CL
Climate: Past, Present & Future

Decomposing algae have not said their last word yet!

Decomposing algae have not said their last word yet!
Name of proxy

Phytane, a compound resulting from the degradation of Chlorophyll-a (Chl a), a green pigment in plants and algae that is involved in photosynthesis

Type of record

Atmospheric carbon dioxide concentrations

Paleoenvironment

Marine sediments and oils

Period of time investigated

Phanerozoic (last 540 million years)

How it works

Before we can start predicting the potential impact of human activities on climate change, we first need to study the behavior of atmospheric CO2 concentration (pCO2) in the past. This represents a challenge given that continuous atmospheric measurements started only about 60 years ago.

To reconstruct past pCO2, a single well-constrained, ubiquitous proxy would be ideal. Unfortunately, it does not exist and we have to combine the estimates from many different types of proxies, each with their own advantages and weaknesses.

Different potential compounds that can give information on the pCO2 over the last hundreds of millions of years have been explored. The idea is based on the fact that algae consume CO2 and use that carbon to build organic compounds. But carbon atoms are not all the same. They can have different masses depending on the composition of their nucleus. We therefore differentiate between heavy carbon (13C) and light carbon (12C). Algae rather use the lighter, more common carbon (12C), but when less CO2 is available, they must use both 12C and 13C– or go hungry.

Records from a dataset:
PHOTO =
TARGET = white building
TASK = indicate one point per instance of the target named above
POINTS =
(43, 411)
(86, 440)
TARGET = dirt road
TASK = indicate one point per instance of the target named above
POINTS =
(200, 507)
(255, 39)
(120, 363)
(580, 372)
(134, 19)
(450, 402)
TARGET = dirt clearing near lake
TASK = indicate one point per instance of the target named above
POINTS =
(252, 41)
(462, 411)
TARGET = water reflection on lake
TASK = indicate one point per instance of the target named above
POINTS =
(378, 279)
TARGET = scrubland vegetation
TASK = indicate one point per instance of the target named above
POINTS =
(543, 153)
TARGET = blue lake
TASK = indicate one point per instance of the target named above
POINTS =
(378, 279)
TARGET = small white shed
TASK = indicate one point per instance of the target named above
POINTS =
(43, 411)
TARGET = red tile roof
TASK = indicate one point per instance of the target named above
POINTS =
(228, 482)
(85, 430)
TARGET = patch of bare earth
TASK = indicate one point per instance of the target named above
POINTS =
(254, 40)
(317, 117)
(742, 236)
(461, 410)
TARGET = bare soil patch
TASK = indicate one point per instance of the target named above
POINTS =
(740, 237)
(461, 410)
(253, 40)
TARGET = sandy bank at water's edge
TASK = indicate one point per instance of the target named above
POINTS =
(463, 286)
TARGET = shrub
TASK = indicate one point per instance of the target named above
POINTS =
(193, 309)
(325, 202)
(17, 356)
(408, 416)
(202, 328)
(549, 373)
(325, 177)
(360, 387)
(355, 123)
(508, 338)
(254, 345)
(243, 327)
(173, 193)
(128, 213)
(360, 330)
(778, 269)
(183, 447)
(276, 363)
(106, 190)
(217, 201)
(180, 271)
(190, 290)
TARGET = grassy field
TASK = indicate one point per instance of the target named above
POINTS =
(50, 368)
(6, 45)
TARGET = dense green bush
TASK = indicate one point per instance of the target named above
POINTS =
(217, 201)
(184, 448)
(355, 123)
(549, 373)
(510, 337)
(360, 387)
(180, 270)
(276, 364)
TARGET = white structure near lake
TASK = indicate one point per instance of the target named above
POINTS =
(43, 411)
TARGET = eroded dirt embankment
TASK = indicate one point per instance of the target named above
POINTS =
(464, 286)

* [PROBLEM SET]:
1. Which lines of the records contain the string "patch", with case counting? Pull out each of those lines in full.
2. Can you supply the next part of the text on phytane as a proxy for past carbon dioxide levels, starting right after its last sentence?

* [TASK RESPONSES]:
1.
TARGET = patch of bare earth
TARGET = bare soil patch

2.
Therefore, it is considered that the more abundant is the CO2, the smaller is the 13C/12C ratio of the algae. Likewise, when CO2 is lower, the 13C/12C ratio in algae is higher. Long after an algae died, the 13C/12C ratio of its organic compounds will remain preserved in ancient sediments and oils and reflect the environment in which they were first produced.

Consequently, this ratio is compared to the ratio in CO2 consumed by the algae in order to calculate the fractionation factor (Ɛp) due to CO2-fixation. The fractionation factor is a measure of the discrimination occurring between heavy and light carbon. It can therefore be used to estimate the abundance of CO2 at the time the organic compounds were first produced.

Key Findings

This pCO2 estimation method via Ɛp is generally applied to organic compounds that come from specific species of algae. However, this has limitations – a single species is limited by its evolutionary history and its global abundance.

Here instead, we decided to explore the possibilities of using a general biomarker – an organic compound that all algae have and that contributes to the ocean record. We have explored naturally occurring CO2 vents, pockets of bubbling CO2 caused by volcanic activity, to test several different general biomarkers using this Ɛp method.

Collecting water samples, plankton nets, and sediment at a CO2 vent in Japan

One of the biomarkers that seems to work well are phytol and phytane, which are byproducts of Chl – a green pigment in plants and algae involved in photosynthesis. Phytane was used in specific case studies (e.g. Bice et al., 2006; Damste et al., 2008) but has not been tested extensively. We are now calibrating this potential proxy, by comparing it with other well-established pCO2 proxies over different timescales, and forming a compilation that extends the entire Phanerozoic (the past 540 million years!).

This proxy could significantly increase how far we can reconstruct pCO2 – Chl a and its products have been found in samples over 2 billion years old and is found everywhere (both spatially and temporally) throughout the geologic record.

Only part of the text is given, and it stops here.